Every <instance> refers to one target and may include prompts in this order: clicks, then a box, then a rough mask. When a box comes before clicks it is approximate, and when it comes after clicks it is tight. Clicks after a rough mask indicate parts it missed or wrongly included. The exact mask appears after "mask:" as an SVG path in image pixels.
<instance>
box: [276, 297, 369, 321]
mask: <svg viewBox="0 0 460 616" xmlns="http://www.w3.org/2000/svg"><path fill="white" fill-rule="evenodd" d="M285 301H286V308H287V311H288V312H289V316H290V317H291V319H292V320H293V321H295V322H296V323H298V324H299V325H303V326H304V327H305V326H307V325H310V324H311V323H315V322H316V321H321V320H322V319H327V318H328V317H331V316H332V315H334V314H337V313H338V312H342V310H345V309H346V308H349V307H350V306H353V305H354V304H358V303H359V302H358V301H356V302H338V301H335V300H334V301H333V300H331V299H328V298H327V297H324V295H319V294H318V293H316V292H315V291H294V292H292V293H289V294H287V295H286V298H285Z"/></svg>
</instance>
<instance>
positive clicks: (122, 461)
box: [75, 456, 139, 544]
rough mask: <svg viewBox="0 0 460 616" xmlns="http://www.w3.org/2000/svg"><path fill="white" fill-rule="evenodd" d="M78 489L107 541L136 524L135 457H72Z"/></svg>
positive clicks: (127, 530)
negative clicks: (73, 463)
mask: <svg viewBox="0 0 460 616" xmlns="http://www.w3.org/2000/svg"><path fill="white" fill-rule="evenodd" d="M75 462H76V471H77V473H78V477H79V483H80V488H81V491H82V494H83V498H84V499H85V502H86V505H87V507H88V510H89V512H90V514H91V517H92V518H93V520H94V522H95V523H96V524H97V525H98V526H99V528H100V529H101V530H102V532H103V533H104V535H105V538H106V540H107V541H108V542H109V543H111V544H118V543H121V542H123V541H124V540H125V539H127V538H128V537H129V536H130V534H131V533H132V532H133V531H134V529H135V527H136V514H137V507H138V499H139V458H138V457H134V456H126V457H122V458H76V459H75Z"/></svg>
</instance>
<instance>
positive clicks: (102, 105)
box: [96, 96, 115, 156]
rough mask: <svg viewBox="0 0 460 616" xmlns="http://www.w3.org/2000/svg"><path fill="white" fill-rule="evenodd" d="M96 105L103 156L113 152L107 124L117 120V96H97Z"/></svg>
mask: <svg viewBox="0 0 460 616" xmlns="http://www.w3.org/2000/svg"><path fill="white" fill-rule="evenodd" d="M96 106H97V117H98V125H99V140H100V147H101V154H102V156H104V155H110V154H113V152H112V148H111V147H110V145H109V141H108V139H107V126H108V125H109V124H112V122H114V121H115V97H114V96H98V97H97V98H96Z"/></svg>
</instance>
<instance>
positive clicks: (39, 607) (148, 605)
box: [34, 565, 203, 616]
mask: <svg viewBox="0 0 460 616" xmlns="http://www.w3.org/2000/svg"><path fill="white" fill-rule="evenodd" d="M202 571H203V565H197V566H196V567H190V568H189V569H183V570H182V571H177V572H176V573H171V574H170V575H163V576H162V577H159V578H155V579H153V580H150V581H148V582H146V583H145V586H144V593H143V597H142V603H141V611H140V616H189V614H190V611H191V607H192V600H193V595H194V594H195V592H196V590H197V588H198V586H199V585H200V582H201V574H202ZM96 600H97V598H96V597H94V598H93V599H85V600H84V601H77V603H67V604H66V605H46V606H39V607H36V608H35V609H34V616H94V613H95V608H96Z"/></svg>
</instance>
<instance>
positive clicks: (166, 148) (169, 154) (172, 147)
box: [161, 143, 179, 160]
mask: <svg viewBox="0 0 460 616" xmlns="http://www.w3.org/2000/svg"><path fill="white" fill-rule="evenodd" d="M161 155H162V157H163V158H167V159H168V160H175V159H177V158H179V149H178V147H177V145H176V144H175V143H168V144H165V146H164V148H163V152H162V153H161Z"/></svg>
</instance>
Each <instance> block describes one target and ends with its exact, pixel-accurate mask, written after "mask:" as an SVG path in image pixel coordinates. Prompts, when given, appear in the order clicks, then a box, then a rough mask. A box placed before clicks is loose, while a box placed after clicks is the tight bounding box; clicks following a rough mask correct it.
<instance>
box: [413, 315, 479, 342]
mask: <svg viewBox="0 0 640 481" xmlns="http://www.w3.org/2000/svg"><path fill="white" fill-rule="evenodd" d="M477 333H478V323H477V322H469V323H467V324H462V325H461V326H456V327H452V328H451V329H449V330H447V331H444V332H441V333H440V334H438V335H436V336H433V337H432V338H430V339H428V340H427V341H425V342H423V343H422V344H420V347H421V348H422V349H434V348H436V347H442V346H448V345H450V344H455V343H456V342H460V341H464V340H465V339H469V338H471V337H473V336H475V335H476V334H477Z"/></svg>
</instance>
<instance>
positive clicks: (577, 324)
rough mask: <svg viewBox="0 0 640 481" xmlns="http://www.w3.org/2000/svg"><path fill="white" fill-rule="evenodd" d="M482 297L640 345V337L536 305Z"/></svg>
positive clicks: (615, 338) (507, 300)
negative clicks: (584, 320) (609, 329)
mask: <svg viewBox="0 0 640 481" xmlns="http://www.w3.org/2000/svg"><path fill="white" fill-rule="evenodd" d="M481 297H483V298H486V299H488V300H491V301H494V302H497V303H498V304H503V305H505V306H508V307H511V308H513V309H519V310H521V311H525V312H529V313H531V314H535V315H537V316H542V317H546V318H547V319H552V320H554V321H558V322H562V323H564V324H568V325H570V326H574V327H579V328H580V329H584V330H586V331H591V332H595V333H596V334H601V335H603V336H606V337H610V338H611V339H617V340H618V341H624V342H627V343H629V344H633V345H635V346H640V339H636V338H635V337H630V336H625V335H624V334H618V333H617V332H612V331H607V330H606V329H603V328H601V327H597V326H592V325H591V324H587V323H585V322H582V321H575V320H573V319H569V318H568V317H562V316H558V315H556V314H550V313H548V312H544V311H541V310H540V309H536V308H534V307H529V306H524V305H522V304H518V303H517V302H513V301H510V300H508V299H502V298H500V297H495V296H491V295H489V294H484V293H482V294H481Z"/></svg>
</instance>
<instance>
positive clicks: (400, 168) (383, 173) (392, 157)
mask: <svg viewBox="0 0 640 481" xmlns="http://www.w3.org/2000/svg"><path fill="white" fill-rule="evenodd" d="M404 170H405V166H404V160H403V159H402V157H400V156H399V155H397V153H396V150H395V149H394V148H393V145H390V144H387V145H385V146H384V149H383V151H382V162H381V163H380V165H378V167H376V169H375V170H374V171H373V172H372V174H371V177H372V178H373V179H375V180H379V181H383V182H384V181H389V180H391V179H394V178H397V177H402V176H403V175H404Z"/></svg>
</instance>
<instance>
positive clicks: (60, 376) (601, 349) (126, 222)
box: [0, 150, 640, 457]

● **Task prompt**: Reproduce all of the material above verbatim, from its first line through its last.

● **Result of this exercise**:
Every <instance> refers to one target and may include prompts in this order: clicks, then a box, then a rough mask. When a box comes before clicks it is approximate, and when it comes after clicks it is tight. Clicks after a rough mask indicate parts it missed or wrongly included. The exact mask appears after "mask:" as an SVG path in image pixels.
<instance>
box: [276, 297, 369, 321]
mask: <svg viewBox="0 0 460 616" xmlns="http://www.w3.org/2000/svg"><path fill="white" fill-rule="evenodd" d="M285 301H286V308H287V311H288V312H289V316H290V317H291V319H292V320H293V321H295V322H296V323H298V324H299V325H303V326H304V327H305V326H307V325H310V324H311V323H315V322H316V321H321V320H322V319H327V318H328V317H331V316H332V315H334V314H337V313H338V312H342V310H345V309H346V308H349V307H350V306H353V305H354V304H358V303H359V302H358V301H356V302H338V301H335V300H334V301H333V300H331V299H328V298H327V297H324V295H319V294H318V293H316V292H315V291H294V292H292V293H289V294H287V295H286V298H285Z"/></svg>
</instance>
<instance>
positive clicks: (122, 461)
box: [75, 456, 139, 544]
rough mask: <svg viewBox="0 0 460 616" xmlns="http://www.w3.org/2000/svg"><path fill="white" fill-rule="evenodd" d="M78 489L107 541L136 524L135 457H72Z"/></svg>
positive clicks: (127, 530)
negative clicks: (73, 463)
mask: <svg viewBox="0 0 460 616" xmlns="http://www.w3.org/2000/svg"><path fill="white" fill-rule="evenodd" d="M75 462H76V471H77V473H78V477H79V483H80V488H81V491H82V494H83V498H84V499H85V502H86V505H87V507H88V510H89V512H90V514H91V517H92V518H93V520H94V522H95V523H96V524H97V525H98V526H99V528H100V529H101V530H102V532H103V533H104V535H105V538H106V540H107V541H108V542H109V543H111V544H118V543H121V542H123V541H124V540H125V539H127V538H128V537H129V536H130V534H131V533H132V532H133V531H134V529H135V527H136V514H137V507H138V499H139V458H138V457H134V456H126V457H122V458H76V459H75Z"/></svg>
</instance>
<instance>
positive clicks: (102, 105)
box: [96, 96, 115, 156]
rough mask: <svg viewBox="0 0 460 616" xmlns="http://www.w3.org/2000/svg"><path fill="white" fill-rule="evenodd" d="M96 105L103 156L113 152L107 124L117 120V96H97Z"/></svg>
mask: <svg viewBox="0 0 460 616" xmlns="http://www.w3.org/2000/svg"><path fill="white" fill-rule="evenodd" d="M96 106H97V117H98V125H99V140H100V147H101V154H102V156H104V155H110V154H113V152H112V148H111V147H110V145H109V141H108V139H107V126H108V125H109V124H112V122H114V121H115V97H114V96H98V97H97V98H96Z"/></svg>
</instance>
<instance>
positive clicks: (39, 607) (148, 605)
box: [34, 565, 203, 616]
mask: <svg viewBox="0 0 460 616" xmlns="http://www.w3.org/2000/svg"><path fill="white" fill-rule="evenodd" d="M202 571H203V565H197V566H196V567H190V568H189V569H183V570H182V571H177V572H176V573H171V574H170V575H163V576H162V577H159V578H155V579H153V580H150V581H148V582H146V583H145V586H144V593H143V597H142V603H141V611H140V616H189V614H190V611H191V607H192V600H193V595H194V594H195V592H196V590H197V588H198V586H199V585H200V582H201V574H202ZM96 600H97V598H96V597H94V598H93V599H85V600H84V601H77V603H67V604H66V605H46V606H39V607H36V608H35V609H34V616H94V613H95V608H96Z"/></svg>
</instance>
<instance>
positive clicks: (166, 148) (169, 154) (172, 147)
box: [161, 143, 179, 160]
mask: <svg viewBox="0 0 460 616" xmlns="http://www.w3.org/2000/svg"><path fill="white" fill-rule="evenodd" d="M161 155H162V157H163V158H167V159H168V160H175V159H177V158H179V149H178V147H177V145H176V144H175V143H168V144H165V146H164V148H163V152H162V153H161Z"/></svg>
</instance>
Each <instance> block describes one target and ends with its exact, pixel-accurate mask, written after "mask:" as an SVG path in image pixel coordinates. Prompts, when given, appear in the order clicks, then a box, then a rough mask. A box placed before clicks is loose, while a box placed after clicks is the tight bounding box; clicks following a rough mask correct it.
<instance>
box: [413, 315, 479, 342]
mask: <svg viewBox="0 0 640 481" xmlns="http://www.w3.org/2000/svg"><path fill="white" fill-rule="evenodd" d="M477 333H478V323H477V322H469V323H467V324H462V325H461V326H456V327H452V328H451V329H449V330H447V331H444V332H441V333H440V334H438V335H436V336H433V337H432V338H430V339H428V340H427V341H425V342H423V343H422V344H420V347H421V348H422V349H434V348H436V347H442V346H448V345H450V344H455V343H456V342H460V341H464V340H465V339H469V338H471V337H473V336H475V335H476V334H477Z"/></svg>
</instance>
<instance>
positive clicks: (577, 324)
rough mask: <svg viewBox="0 0 640 481" xmlns="http://www.w3.org/2000/svg"><path fill="white" fill-rule="evenodd" d="M482 297L640 345V337L536 305Z"/></svg>
positive clicks: (615, 338) (507, 300)
negative clicks: (584, 320) (609, 329)
mask: <svg viewBox="0 0 640 481" xmlns="http://www.w3.org/2000/svg"><path fill="white" fill-rule="evenodd" d="M481 297H483V298H486V299H488V300H491V301H494V302H497V303H498V304H503V305H505V306H508V307H511V308H513V309H519V310H521V311H525V312H529V313H531V314H535V315H537V316H542V317H546V318H547V319H552V320H554V321H558V322H562V323H564V324H568V325H570V326H574V327H579V328H580V329H584V330H586V331H591V332H595V333H596V334H601V335H603V336H606V337H610V338H611V339H617V340H618V341H624V342H627V343H629V344H633V345H635V346H640V339H636V338H635V337H630V336H625V335H624V334H618V333H617V332H612V331H607V330H606V329H603V328H601V327H597V326H592V325H591V324H587V323H585V322H582V321H575V320H573V319H569V318H568V317H562V316H558V315H556V314H550V313H548V312H544V311H541V310H540V309H536V308H534V307H529V306H524V305H522V304H518V303H517V302H513V301H510V300H508V299H502V298H500V297H495V296H491V295H489V294H484V293H482V294H481Z"/></svg>
</instance>
<instance>
positive clicks: (400, 168) (383, 173) (392, 157)
mask: <svg viewBox="0 0 640 481" xmlns="http://www.w3.org/2000/svg"><path fill="white" fill-rule="evenodd" d="M404 170H405V166H404V160H403V159H402V157H400V156H399V155H397V153H396V150H395V149H394V148H393V145H390V144H387V145H385V146H384V149H383V151H382V162H381V163H380V165H378V167H376V169H375V170H374V171H373V172H372V174H371V177H372V178H373V179H375V180H379V181H383V182H384V181H389V180H391V179H394V178H397V177H402V176H403V175H404Z"/></svg>
</instance>
<instance>
positive clicks: (60, 376) (601, 349) (126, 222)
box: [0, 150, 640, 457]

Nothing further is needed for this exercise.